WORK REQUEST 1:
According to the funeral address for Father Alec Reid, which county was he a son of?
WORK REQUEST 2:
Write what comes next in the funeral address for Father Alec Reid, carrying on after its last paragraph.

START SELECTED EXCERPT

Address by Bishop Noel Treanor at the Funeral of Father Alec Reid CSsR
Clonard Monastery
I join today, together with the family of Father Alec Reid, his friends, church and public representatives, politicians and parishioners as we celebrate his funeral liturgy. With so many, we give thanks to God for a good and dedicated pastor who reached across boundaries as he served people.
Father Alec Reid’s priestly service was a ministry of consolation, mediation and reconciliation – from his early work with the travelling community here in Belfast, through his contribution towards the peace process and in his tireless endeavours in ecumenical engagement. He was an ambassador of God’s peace, mercy and loving-kindness.
That this son of Tipperary, of great hurling prowess in his youth, chose to be buried here among us speaks eternally of his bond with the people of Belfast and the generations he served during his forty years of priestly ministry here.
On behalf of the bishops, priests and parishioners of the Diocese of Down and Connor I offer my condolences to his family and to the Redemptorist community in Clonard. I thank the Redemptorist Congregation for Father Alec’s work and priestly ministry among us for over 40 years. That ministry as a priest and Redemptorist was the source of immeasurable blessings for countless individuals in this city and beyond.

END SELECTED EXCERPT
START MATERIAL SHOWN

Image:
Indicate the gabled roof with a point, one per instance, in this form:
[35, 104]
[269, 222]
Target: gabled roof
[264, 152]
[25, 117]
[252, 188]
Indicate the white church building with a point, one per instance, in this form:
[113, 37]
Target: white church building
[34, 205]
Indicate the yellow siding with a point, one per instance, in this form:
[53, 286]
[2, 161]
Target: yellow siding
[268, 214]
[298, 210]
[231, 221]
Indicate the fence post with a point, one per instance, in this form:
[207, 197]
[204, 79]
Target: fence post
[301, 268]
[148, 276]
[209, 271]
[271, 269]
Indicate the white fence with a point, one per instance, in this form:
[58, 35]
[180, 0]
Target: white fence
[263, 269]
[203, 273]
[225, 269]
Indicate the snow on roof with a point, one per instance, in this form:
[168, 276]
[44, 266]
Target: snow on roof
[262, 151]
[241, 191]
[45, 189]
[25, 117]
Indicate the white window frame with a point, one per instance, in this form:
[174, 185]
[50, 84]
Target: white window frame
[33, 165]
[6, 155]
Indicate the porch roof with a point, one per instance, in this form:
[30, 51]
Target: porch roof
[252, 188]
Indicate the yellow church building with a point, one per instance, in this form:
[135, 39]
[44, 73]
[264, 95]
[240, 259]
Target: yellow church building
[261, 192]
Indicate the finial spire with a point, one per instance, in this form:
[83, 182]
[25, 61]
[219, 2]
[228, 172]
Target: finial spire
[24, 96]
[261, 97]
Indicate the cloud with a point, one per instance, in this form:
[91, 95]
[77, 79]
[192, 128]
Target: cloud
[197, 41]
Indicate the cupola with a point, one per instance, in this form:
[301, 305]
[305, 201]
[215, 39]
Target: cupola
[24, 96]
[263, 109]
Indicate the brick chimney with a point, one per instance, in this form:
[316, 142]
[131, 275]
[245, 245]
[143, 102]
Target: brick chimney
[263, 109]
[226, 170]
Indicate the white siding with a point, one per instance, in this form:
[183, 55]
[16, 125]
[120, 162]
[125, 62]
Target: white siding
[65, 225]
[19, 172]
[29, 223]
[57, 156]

END MATERIAL SHOWN

EXPECTED OUTPUT 1:
Tipperary

EXPECTED OUTPUT 2:
Father Alec was a dedicated priest. Inspired by the Gospel of peace, and constant in his trust of the Holy Spirit, his was a ministry of immersion in the often tough and complex realities of God’s people who, yearning and struggling for a more just social order, looked to the message of Jesus for courage, comfort and hope. Like so many other priests, religious, lay faithful in this Diocese and beyond, as well as many Christian ministers of other denominations, Fr Alec sought that comfort and hope in practical initiatives and prayerful encounter.
In his Apostolic Exhortation on proclaiming the joy of the Gospel in Today’s World, published yesterday, Pope Francis speaks of the ‘ongoing process in which every new generation must take part: a slow and arduous effort calling for a desire for integration and a willingness to achieve this through the growth of a peaceful and multifaceted culture of encounter.” (EG, n. 220)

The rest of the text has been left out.